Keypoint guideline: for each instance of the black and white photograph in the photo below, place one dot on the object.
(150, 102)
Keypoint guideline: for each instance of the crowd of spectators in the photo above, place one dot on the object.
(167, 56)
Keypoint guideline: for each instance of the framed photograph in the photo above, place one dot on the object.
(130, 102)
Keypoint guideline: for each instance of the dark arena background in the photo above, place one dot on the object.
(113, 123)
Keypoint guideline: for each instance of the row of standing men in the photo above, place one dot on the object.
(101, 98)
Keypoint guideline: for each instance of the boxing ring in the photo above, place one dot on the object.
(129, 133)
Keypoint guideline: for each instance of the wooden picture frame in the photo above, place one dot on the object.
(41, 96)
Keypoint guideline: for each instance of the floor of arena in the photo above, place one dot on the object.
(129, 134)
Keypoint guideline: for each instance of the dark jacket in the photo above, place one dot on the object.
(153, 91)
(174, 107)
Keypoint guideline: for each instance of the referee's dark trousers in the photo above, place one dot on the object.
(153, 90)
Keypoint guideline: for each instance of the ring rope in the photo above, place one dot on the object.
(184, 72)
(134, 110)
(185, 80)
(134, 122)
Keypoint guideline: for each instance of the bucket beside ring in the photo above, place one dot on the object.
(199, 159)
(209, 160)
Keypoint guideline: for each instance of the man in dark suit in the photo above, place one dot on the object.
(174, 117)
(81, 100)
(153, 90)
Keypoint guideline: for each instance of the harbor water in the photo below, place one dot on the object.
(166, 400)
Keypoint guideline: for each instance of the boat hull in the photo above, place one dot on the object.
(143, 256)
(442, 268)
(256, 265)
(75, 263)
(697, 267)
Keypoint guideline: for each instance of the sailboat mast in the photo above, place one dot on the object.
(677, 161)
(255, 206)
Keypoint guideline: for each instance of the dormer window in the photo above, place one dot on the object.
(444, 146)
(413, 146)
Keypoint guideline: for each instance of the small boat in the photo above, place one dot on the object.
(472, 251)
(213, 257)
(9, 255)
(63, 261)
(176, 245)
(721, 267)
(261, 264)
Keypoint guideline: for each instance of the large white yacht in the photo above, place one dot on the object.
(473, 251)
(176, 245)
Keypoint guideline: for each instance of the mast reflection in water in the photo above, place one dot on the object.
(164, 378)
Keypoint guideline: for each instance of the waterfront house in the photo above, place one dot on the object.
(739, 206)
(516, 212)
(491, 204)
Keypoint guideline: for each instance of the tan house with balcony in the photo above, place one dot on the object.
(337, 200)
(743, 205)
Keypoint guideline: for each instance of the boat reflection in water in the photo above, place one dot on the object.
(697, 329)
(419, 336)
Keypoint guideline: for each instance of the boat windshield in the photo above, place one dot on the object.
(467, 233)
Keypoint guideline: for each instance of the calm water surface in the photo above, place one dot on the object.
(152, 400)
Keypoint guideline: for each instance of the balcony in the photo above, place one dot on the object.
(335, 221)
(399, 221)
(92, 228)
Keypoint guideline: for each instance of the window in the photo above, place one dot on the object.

:: Task item ::
Nothing in the records may change. Print all of them.

:: The completed task ::
Keypoint guideline: for each instance of the black and white photograph in the photo below, place one dot on the object.
(150, 102)
Keypoint guideline: for each instance of the crowd of spectators in the photo above, place one dot on the object.
(167, 56)
Keypoint guideline: for each instance of the framed photograph in the photo above, place one dot on the object.
(130, 102)
Keypoint guideline: for each instance of the dark arena background in the photo above, place one dot on the object.
(113, 123)
Keypoint guideline: for each instance of the row of standing men in the photo above, place one dot on the object.
(101, 98)
Keypoint guideline: for each instance of the boxing ring in the photo above, place one dot on the object.
(129, 133)
Keypoint guideline: for each instance of the wooden picture frame in the photo above, place one dot on the object.
(41, 96)
Keypoint guideline: for each instance of the floor of arena in the photo above, place one dot on the object.
(129, 134)
Keypoint guideline: for each instance of the dark jacket in the photo above, place one dot on the object.
(153, 91)
(174, 107)
Keypoint guideline: for each instance of the referee's dark trousers in the photo above, place one dot on the object.
(153, 90)
Keypoint guideline: for each instance of the ring rope in the photo above, place one dot on the object.
(184, 72)
(134, 110)
(185, 80)
(134, 122)
Keypoint guideline: for each instance of the bucket beside ring in the photo above, place one dot on the object.
(199, 159)
(209, 160)
Keypoint guideline: for each instance of the man in dark suit in the photo above, place one dot on the object.
(174, 117)
(81, 100)
(153, 90)
Keypoint guideline: for each instance of the harbor water in the photo below, place one dot on the object.
(166, 400)
Keypoint guideline: for each instance of the boat hull in the photo above, place one dot on the object.
(143, 256)
(442, 268)
(256, 265)
(75, 263)
(697, 267)
Keypoint guideline: for each instance of the sailboat mast in the photo above, place one dot on the object.
(677, 161)
(255, 206)
Keypoint guideline: for each instance of the dormer window in the photo above, place one dot on the object.
(444, 146)
(413, 146)
Keypoint guideline: for each instance of the small boat in the photo above, place one dot on the object.
(472, 251)
(213, 257)
(9, 255)
(63, 261)
(176, 245)
(721, 267)
(261, 264)
Keypoint guideline: for each instance of the large white yacht in the photo above, place one dot on the object.
(473, 251)
(176, 245)
Keypoint guideline: for each instance of the mast reflection in water in the photo above, place one dot on the object.
(164, 378)
Keypoint guideline: for each instance of the waterfront house in the photo above, place one dot on the object.
(739, 206)
(516, 212)
(491, 204)
Keypoint guideline: for each instance of the tan house with balcony in the photo above, place one dot on the object.
(337, 200)
(743, 205)
Keypoint guideline: for each instance of the boat reflection in water in the photo above, place one dot on the object.
(697, 329)
(419, 336)
Keypoint guideline: for each instance of the boat windshield in the photo above, place one dot on the object.
(467, 233)
Keypoint guideline: for each instance of the calm water surface in the photo above, place one dot on the object.
(152, 400)
Keypoint guideline: for each instance of the balcony in the photo above, place one dot on the object.
(335, 221)
(399, 221)
(92, 228)
Keypoint guideline: for each instance of the window in the photo above, place one dot on the object.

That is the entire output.